(Task item):
Reprint each record exactly. Pictures are not reprinted.

(Dataset items):
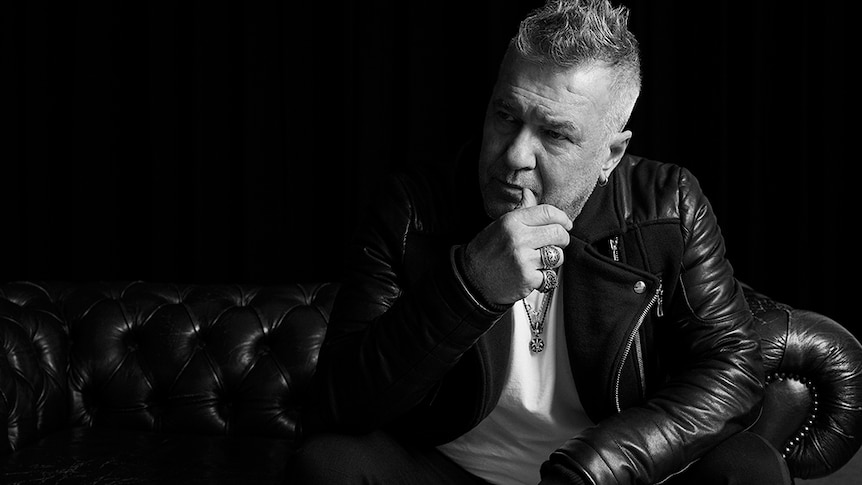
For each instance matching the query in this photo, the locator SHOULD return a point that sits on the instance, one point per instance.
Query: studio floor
(849, 474)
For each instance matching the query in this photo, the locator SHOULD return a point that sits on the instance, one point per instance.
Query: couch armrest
(812, 409)
(34, 346)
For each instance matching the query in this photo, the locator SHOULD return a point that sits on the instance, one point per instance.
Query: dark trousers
(378, 458)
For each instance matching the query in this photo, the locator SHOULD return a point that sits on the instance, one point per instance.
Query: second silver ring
(549, 280)
(550, 256)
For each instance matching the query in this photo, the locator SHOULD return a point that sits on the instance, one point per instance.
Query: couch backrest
(204, 359)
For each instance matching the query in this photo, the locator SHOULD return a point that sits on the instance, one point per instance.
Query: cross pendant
(537, 344)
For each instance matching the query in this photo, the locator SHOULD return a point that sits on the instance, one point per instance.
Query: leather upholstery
(93, 377)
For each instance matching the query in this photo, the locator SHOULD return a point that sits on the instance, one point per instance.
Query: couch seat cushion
(96, 455)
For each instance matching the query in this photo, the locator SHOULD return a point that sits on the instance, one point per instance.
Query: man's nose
(521, 152)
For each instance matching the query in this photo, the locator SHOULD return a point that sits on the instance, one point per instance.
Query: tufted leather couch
(158, 383)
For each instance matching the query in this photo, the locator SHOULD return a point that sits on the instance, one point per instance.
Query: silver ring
(550, 256)
(549, 280)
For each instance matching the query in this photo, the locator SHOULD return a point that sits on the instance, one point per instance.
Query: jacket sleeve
(391, 337)
(715, 390)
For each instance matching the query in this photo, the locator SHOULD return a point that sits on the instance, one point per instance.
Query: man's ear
(616, 149)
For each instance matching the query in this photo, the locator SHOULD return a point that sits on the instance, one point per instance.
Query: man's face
(545, 131)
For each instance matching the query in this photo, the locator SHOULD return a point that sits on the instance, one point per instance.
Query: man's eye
(505, 116)
(555, 135)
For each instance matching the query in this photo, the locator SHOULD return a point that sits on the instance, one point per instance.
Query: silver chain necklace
(537, 321)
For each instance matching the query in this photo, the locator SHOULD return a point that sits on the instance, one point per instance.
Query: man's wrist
(457, 257)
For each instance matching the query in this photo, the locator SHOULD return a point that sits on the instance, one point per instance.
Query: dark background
(230, 142)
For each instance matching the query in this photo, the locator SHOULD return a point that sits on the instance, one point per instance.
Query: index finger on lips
(545, 214)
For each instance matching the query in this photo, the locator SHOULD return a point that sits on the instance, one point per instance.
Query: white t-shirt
(539, 408)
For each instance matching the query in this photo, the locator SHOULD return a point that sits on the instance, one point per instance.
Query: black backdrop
(223, 142)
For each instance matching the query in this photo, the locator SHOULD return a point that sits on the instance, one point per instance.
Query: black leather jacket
(661, 342)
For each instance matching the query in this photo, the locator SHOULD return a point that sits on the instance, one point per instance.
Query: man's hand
(503, 261)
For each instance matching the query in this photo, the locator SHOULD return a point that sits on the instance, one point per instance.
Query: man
(592, 332)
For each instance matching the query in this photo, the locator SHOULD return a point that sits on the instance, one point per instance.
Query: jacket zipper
(657, 302)
(614, 243)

(Written answer):
For each instance matching the query in this photo, the locator SHOULD return a point that sits on the instance, one point per instance.
Query: studio floor
(849, 474)
For each instance matching the query in this photo, the locator SHOULD return a point that sits on the instance, one point per instance.
Query: couch armrest
(812, 409)
(34, 346)
For each instance matching the query in this photo, the locator SHOULD return a point that sits on the instance, one point per instance.
Query: dark trousers
(378, 458)
For each instance matching the query in this photo, the locator SHOULD return a point that sits on the instance, one point per instance.
Query: second silver ring
(549, 280)
(550, 256)
For each instance matching the query in this photo, the locator SHOULD return a point that sits on the instance, one point per instance.
Query: couch backrest
(204, 359)
For each instance matching the query in this photo, the locator SHOULD return a point that sits on the instance, one point per instance.
Query: cross pendant
(537, 344)
For each instance matching the query in this photo, the locator SHOULD return a point that sits on the instance, one point per instance.
Query: leather upholstery
(93, 377)
For each instance matching the query in this photo, the locator SHOULD return a point that sits on the instance, one point per instance.
Query: couch seat cushion
(96, 455)
For each instance matching the query in this photo, the locator SHOULD return a point that sits on the instance, one point per instance.
Query: man's nose
(521, 152)
For each instance matching the query in this photo, the locator SHOULD return a point that sits on the instance, one point per instance.
Query: tufted leather couch
(158, 383)
For each instance matching the query in this photo, the locator SHOULD return a point that sits on the instance, one point per instance.
Query: silver ring
(550, 256)
(549, 280)
For each instance matching the query in this photo, the locator SHOULD return a point that sits on the instance, one point per instance.
Query: jacket sleeve
(391, 337)
(715, 390)
For each instance matching the query in this photo, the locator SHOULD return a point that sits on the instance, one point per instance.
Query: man's ear
(616, 149)
For each instance matching the query in this photo, the locator SHOULD return a point that sits on the instance, one point per instance.
Query: man's face
(545, 131)
For each instance matching the query in this photo, the locator SHOULD return a point that sits on the instance, one point per instance.
Query: man's eye
(505, 116)
(555, 135)
For each instance matching the query in this photo, the locator SHOULD return a point that sits on the instance, one point per instance.
Query: silver chain necklace
(537, 321)
For each instance matching the query in this photo, the locator SHOULD return a point that sits on the instance, one point per instance.
Query: man's wrist
(457, 257)
For each instance matching the query in this photo, the locator SHOULD return a point that sits on the instance, one point per instance.
Query: dark background
(230, 142)
For each instance matching the query in this photo, the locator SHOULD return a point that sits on the instance, one point per instance.
Query: index finger on lips
(545, 214)
For each instance matching the query in this photo, the locator SHOULD return a point that sits on the instance, one point per instance.
Query: white t-shirt
(539, 408)
For each instance matching the query in this photo, the locator SHOULD return a point that sits on the instance, one point per instance.
Query: black backdrop
(223, 142)
For each instance matching the query in this photo, the locator SHOULD return a point that sits on the instance, one point per instance.
Query: black leather jacket
(661, 342)
For each instance matching the query in this photo, the locator SHOULD return a point that sits on the instance, one point per instance.
Query: man's hand
(503, 261)
For each instance matching the query in this photo, the locator SHOULD return a point that sits on the instance, one point per instance.
Query: man
(592, 332)
For each instance matching the query in this photo, the locator SHOULD return a point that sits on the instance, one point per instance.
Query: jacket zipper
(657, 302)
(614, 243)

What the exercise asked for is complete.